#### Required actions:
1/ Answer these questions about the GMM-SLAM page.
(a) Which tool optimizes the global submap pose graph?
(b) What two operations make up the preprocessing step?
(c) What type of GMM is fit on selected keyframes?
2/ Transcribe the part of the GMM-SLAM page that begins at the words "Skip to content" and ends after the words "the GIRA3D ecosystem.".

#### Page:
────────

Skip to content

Netfluxx/gmmslam

Repository files navigation

GMM-SLAM

GMM-SLAM is a lidar / depth–driven SLAM stack that represents geometry with Gaussian mixture models (GMMs), runs a fixed-lag smoother for high-rate poses, and maintains a global submap pose graph optimized with GTSAM iSAM2. Loop closure and submap alignment use distribution-to-distribution (D2D) GMM registration from the GIRA3D ecosystem.


SLAM architecture

High-level data flow:

  1. Input — Depth point clouds (ROS), optional ground truth pose, optional IMU.
  2. Preprocessing — Range filtering, voxel downsampling.
  3. Local odometry / smoothing — A fixed-lag factor graph (FixedLagBackend) integrates relative motion (e.g. noisy GT–based odometry) at a high rate and keeps a sliding window of poses and keyframes.
  4. Keyframe GMM fitting — On selected keyframes, a self-organizing GMM (SOGMM) is fit asynchronously (GPU path where available) and stored per keyframe for registration and map building.

────────

#### Saved data entries:
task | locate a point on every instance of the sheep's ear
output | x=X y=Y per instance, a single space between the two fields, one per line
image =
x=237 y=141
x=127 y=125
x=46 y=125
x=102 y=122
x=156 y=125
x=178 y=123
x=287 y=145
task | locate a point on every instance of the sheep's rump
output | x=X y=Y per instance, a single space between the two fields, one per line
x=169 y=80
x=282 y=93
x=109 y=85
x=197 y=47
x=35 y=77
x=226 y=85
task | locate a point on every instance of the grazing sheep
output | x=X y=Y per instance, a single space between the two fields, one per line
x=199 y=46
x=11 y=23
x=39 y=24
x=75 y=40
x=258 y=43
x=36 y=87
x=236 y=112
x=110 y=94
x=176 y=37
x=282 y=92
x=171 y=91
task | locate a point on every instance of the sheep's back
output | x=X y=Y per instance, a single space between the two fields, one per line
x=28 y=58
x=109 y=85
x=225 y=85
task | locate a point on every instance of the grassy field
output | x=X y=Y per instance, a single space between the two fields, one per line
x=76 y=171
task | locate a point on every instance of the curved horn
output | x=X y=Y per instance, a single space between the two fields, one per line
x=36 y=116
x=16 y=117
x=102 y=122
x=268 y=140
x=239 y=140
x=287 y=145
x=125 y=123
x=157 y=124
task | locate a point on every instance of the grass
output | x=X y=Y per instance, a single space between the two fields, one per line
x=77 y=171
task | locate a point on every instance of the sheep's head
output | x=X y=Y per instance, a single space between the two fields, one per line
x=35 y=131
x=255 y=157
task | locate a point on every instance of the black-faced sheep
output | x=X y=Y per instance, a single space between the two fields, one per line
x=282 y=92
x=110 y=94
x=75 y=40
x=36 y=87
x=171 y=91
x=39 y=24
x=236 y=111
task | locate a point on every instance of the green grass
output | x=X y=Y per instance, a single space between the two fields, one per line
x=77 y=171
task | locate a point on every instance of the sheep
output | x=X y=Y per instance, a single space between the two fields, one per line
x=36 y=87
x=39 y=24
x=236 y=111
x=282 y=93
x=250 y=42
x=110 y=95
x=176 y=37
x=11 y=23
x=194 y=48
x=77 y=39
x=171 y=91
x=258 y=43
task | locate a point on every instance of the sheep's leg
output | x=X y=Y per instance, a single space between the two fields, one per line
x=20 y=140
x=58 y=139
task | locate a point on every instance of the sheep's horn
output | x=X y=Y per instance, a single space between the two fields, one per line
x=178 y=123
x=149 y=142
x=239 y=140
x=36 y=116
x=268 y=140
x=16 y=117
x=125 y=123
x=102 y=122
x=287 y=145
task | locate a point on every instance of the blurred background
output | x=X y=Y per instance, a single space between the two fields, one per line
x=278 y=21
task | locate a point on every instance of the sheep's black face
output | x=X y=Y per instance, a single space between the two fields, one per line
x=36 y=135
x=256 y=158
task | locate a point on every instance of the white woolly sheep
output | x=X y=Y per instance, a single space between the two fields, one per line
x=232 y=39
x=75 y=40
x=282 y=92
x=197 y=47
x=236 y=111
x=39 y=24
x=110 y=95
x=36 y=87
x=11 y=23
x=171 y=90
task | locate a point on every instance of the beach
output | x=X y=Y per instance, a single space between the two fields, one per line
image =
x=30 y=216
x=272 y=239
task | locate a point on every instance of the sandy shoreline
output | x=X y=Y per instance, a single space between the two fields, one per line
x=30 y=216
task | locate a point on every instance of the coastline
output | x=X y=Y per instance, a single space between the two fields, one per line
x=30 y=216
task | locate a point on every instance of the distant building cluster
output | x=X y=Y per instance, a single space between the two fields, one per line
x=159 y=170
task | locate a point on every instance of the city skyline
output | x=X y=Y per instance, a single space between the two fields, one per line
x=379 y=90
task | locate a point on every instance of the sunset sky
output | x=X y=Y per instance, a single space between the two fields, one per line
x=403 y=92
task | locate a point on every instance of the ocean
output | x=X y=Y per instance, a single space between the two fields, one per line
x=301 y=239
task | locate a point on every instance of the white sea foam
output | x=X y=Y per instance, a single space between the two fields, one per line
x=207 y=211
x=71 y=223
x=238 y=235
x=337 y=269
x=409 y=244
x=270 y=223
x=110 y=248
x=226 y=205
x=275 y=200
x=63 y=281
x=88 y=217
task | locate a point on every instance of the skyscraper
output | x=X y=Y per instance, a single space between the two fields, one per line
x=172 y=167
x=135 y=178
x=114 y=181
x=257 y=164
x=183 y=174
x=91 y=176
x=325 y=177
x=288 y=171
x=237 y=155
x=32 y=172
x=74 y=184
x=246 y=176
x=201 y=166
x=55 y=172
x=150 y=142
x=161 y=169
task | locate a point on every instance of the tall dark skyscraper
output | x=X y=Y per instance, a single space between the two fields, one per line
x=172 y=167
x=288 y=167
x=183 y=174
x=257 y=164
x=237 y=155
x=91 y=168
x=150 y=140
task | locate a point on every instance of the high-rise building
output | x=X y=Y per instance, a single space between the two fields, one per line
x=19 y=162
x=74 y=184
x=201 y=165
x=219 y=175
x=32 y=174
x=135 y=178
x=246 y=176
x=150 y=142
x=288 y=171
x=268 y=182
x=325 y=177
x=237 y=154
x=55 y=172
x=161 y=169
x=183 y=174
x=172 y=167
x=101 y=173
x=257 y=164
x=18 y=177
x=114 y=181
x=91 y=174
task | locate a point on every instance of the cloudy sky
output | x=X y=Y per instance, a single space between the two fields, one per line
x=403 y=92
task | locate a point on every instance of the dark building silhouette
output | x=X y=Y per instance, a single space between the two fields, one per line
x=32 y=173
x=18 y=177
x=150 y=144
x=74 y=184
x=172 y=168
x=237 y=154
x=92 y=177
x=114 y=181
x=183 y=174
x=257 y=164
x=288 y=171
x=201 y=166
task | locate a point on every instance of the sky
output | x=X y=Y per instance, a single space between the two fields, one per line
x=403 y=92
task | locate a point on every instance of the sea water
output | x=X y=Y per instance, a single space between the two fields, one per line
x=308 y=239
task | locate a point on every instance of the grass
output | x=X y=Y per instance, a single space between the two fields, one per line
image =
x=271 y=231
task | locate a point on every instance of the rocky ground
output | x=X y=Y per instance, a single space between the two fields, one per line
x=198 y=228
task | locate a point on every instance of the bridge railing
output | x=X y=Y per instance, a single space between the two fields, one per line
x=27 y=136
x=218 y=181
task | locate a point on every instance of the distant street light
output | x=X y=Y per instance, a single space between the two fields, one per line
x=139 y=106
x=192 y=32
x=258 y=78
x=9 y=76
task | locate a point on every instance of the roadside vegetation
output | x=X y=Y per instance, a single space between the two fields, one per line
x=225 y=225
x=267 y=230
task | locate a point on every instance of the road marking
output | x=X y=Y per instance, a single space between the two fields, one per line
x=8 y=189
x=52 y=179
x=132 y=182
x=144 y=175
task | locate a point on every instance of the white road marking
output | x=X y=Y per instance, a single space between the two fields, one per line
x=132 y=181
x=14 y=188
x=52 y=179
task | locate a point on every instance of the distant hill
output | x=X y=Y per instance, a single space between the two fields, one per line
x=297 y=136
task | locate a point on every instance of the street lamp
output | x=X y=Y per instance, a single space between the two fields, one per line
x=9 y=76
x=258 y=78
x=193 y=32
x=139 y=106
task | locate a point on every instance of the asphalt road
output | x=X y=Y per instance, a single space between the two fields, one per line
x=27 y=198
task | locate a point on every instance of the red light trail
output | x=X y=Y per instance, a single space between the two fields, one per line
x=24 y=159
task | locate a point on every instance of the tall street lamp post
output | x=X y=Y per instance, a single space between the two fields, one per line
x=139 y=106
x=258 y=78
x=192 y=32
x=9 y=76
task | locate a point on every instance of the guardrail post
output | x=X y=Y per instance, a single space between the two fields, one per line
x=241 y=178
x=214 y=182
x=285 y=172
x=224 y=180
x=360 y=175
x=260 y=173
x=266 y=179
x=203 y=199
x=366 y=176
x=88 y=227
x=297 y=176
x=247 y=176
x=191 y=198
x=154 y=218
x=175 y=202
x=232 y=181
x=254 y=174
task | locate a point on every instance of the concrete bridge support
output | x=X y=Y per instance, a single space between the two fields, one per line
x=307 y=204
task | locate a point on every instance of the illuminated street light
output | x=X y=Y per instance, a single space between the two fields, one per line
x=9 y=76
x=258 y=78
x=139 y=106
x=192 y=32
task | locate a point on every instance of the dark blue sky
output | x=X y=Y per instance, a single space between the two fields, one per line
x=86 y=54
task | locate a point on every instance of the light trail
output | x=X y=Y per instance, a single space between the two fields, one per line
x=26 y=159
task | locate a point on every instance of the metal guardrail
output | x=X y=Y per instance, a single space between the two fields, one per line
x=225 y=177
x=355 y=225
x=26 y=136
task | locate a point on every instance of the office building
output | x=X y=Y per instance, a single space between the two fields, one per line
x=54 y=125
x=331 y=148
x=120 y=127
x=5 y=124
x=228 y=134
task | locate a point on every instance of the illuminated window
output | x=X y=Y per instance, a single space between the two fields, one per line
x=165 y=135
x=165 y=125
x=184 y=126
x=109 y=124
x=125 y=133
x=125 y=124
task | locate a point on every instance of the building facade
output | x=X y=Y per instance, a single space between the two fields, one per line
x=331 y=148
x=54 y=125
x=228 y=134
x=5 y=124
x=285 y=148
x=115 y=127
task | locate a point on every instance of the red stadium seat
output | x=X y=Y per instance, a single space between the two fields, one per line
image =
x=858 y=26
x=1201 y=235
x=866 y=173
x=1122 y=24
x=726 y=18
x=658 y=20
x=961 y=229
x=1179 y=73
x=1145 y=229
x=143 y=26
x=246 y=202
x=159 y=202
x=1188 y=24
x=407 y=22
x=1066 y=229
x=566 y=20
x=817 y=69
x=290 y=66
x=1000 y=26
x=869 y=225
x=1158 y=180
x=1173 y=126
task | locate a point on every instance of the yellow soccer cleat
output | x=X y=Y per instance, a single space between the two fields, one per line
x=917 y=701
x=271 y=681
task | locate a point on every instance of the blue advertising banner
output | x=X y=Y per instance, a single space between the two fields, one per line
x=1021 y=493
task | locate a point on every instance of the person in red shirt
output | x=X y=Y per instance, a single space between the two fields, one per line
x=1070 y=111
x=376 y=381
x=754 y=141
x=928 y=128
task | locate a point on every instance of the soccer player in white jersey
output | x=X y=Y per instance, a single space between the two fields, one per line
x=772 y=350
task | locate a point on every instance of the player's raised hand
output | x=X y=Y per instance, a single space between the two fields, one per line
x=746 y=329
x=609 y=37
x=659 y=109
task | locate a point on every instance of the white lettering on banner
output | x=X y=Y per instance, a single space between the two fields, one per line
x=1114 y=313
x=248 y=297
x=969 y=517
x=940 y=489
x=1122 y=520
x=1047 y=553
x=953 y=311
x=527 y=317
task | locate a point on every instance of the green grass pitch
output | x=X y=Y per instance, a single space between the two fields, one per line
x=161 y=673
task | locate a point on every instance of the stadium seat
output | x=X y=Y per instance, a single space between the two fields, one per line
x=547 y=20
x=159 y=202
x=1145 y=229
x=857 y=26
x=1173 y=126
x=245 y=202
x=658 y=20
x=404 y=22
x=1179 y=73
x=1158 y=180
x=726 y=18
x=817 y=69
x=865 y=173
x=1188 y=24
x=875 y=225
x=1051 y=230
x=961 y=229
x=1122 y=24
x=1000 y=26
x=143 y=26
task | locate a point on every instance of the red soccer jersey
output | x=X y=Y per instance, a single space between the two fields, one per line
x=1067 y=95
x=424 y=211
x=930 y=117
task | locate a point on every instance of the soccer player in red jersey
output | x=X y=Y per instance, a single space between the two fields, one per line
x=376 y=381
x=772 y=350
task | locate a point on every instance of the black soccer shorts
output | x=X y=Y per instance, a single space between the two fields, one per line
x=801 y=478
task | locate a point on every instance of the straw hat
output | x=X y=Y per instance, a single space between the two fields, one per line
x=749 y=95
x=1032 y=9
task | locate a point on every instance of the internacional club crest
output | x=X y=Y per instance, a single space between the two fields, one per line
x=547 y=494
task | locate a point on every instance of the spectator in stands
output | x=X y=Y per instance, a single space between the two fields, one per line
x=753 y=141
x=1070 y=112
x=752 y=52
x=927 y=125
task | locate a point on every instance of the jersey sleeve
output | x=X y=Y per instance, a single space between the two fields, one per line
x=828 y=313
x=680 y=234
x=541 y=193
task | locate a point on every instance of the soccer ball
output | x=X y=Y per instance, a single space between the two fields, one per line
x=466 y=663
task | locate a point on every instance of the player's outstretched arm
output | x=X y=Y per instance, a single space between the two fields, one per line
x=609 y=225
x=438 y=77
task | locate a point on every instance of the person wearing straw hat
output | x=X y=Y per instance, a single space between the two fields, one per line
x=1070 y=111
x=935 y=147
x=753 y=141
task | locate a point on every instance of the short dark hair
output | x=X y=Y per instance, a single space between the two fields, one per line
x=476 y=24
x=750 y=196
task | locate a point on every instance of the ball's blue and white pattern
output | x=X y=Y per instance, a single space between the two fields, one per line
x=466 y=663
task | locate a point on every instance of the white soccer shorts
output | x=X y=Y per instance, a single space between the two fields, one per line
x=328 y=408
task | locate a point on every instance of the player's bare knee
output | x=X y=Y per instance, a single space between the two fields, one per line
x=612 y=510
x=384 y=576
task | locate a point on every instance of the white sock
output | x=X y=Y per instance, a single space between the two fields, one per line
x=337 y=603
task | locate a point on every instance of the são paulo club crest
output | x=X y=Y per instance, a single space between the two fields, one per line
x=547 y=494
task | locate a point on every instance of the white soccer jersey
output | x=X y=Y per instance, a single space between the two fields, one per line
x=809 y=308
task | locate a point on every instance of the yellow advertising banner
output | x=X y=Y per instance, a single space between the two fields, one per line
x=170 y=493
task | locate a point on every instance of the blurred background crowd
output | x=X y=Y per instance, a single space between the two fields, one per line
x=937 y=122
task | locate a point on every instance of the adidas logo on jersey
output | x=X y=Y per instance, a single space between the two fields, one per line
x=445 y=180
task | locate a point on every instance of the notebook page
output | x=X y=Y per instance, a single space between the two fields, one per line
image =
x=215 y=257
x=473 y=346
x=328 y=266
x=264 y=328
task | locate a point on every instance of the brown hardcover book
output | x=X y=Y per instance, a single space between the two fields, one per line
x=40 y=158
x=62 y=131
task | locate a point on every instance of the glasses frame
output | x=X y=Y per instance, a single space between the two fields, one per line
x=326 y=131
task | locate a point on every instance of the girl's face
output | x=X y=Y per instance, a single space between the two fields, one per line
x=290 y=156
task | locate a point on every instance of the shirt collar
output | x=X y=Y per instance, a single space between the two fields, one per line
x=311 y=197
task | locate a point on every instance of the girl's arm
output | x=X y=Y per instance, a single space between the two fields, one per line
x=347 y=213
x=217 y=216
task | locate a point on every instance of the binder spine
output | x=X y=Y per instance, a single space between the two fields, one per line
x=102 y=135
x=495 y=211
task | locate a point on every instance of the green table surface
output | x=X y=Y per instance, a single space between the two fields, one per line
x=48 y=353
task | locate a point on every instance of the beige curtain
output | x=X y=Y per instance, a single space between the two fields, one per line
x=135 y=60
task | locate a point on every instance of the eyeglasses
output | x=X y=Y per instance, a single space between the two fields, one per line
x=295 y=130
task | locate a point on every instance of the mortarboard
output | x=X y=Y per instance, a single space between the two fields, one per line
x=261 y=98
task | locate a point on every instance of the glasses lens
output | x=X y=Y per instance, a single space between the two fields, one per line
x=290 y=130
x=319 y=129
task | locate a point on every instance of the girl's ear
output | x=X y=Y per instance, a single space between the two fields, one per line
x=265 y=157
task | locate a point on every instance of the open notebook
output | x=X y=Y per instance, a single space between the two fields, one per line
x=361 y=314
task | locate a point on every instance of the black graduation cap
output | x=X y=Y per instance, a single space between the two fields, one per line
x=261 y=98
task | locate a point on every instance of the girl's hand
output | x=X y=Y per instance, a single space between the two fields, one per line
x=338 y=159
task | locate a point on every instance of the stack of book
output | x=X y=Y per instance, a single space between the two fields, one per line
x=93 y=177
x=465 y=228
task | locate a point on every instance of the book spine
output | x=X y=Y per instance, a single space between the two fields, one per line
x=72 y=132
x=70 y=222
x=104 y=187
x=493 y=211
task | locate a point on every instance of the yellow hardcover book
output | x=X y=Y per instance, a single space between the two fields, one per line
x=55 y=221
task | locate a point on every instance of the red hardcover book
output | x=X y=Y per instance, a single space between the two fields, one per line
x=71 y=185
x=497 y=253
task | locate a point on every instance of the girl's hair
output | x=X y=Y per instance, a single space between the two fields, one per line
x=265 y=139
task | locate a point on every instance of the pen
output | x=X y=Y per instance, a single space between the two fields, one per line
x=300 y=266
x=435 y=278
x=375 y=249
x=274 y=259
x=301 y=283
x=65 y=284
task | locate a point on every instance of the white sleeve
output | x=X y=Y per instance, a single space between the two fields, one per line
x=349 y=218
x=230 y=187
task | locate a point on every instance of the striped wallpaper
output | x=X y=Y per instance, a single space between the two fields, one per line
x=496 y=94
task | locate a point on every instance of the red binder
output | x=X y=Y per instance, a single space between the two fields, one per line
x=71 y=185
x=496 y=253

────────

#### Responses to the exercise:
1/
(a) GTSAM iSAM2
(b) Range filtering and voxel downsampling
(c) A self-organizing GMM (SOGMM)

2/
Skip to content

Netfluxx/gmmslam

Repository files navigation

GMM-SLAM

GMM-SLAM is a lidar / depth–driven SLAM stack that represents geometry with Gaussian mixture models (GMMs), runs a fixed-lag smoother for high-rate poses, and maintains a global submap pose graph optimized with GTSAM iSAM2. Loop closure and submap alignment use distribution-to-distribution (D2D) GMM registration from the GIRA3D ecosystem.